Directions:
Give back an exact copy of the lines below, from the first through the line with "Box every green foliage you see."; please stop there.

=-=-=

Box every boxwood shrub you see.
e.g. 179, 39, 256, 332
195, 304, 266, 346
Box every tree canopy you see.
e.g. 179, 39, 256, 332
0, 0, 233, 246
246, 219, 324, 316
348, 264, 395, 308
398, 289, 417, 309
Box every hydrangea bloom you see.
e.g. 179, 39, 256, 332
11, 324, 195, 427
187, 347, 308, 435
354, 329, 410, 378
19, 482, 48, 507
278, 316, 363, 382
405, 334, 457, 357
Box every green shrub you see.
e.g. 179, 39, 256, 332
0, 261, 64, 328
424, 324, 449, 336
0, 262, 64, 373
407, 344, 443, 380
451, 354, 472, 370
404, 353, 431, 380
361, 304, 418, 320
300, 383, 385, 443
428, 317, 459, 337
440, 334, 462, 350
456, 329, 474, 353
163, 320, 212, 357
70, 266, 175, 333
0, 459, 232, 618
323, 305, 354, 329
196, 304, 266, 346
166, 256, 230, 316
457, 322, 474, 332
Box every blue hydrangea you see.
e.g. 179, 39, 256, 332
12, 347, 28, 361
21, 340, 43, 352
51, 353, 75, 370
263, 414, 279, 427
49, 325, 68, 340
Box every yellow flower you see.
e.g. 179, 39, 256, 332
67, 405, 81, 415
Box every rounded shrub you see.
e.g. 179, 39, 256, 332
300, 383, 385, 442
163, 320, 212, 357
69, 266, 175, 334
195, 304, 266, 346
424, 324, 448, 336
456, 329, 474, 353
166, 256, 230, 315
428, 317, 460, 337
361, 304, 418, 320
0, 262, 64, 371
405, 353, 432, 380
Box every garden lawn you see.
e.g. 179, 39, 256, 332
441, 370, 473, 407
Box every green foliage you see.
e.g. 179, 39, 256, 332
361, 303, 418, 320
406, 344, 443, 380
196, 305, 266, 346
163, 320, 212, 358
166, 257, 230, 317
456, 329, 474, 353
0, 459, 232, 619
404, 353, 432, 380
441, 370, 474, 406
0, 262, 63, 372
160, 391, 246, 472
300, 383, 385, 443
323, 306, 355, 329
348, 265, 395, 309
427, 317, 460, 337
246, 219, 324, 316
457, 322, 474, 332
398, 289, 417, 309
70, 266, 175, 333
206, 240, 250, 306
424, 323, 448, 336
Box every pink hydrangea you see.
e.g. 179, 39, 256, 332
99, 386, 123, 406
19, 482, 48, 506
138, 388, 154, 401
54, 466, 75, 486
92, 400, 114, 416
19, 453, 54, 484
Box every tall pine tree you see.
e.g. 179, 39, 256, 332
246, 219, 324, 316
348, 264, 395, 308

=-=-=

Response to this exercise:
Box every boxwood shrub you see.
e.g. 179, 39, 256, 332
195, 304, 266, 346
Box every tree canopy you see.
e.g. 179, 39, 256, 332
0, 0, 233, 246
246, 219, 324, 316
348, 264, 395, 308
398, 289, 417, 309
Box every hydrangea bloom you see.
e.g. 179, 39, 256, 332
11, 324, 195, 427
187, 347, 308, 435
354, 329, 410, 378
19, 482, 48, 507
278, 316, 363, 382
405, 334, 457, 357
Box every green shrub you see.
e.g. 179, 39, 256, 332
0, 261, 64, 328
424, 324, 449, 336
0, 262, 64, 373
407, 344, 443, 380
451, 354, 472, 370
404, 353, 431, 380
361, 304, 418, 320
300, 383, 385, 443
428, 317, 459, 337
440, 334, 462, 350
456, 329, 474, 353
163, 320, 212, 357
70, 266, 175, 333
0, 459, 232, 618
323, 305, 354, 329
196, 304, 266, 346
166, 256, 230, 316
457, 322, 474, 332
Box every blue hydrangea you see.
e.g. 179, 39, 256, 332
12, 347, 28, 361
21, 340, 43, 352
51, 353, 75, 370
263, 414, 279, 427
49, 325, 68, 340
Box every yellow flower you see.
e.g. 179, 39, 256, 332
67, 405, 81, 415
Box every rounded shrub you see.
e.g. 179, 39, 256, 332
300, 383, 385, 442
163, 320, 212, 357
69, 266, 175, 334
195, 304, 266, 346
424, 324, 448, 336
456, 329, 474, 353
166, 256, 230, 315
428, 317, 460, 337
361, 304, 418, 320
0, 262, 64, 371
405, 353, 432, 380
Box every garden lawn you see.
e.g. 179, 39, 256, 332
441, 370, 473, 407
Box every green foliage you see.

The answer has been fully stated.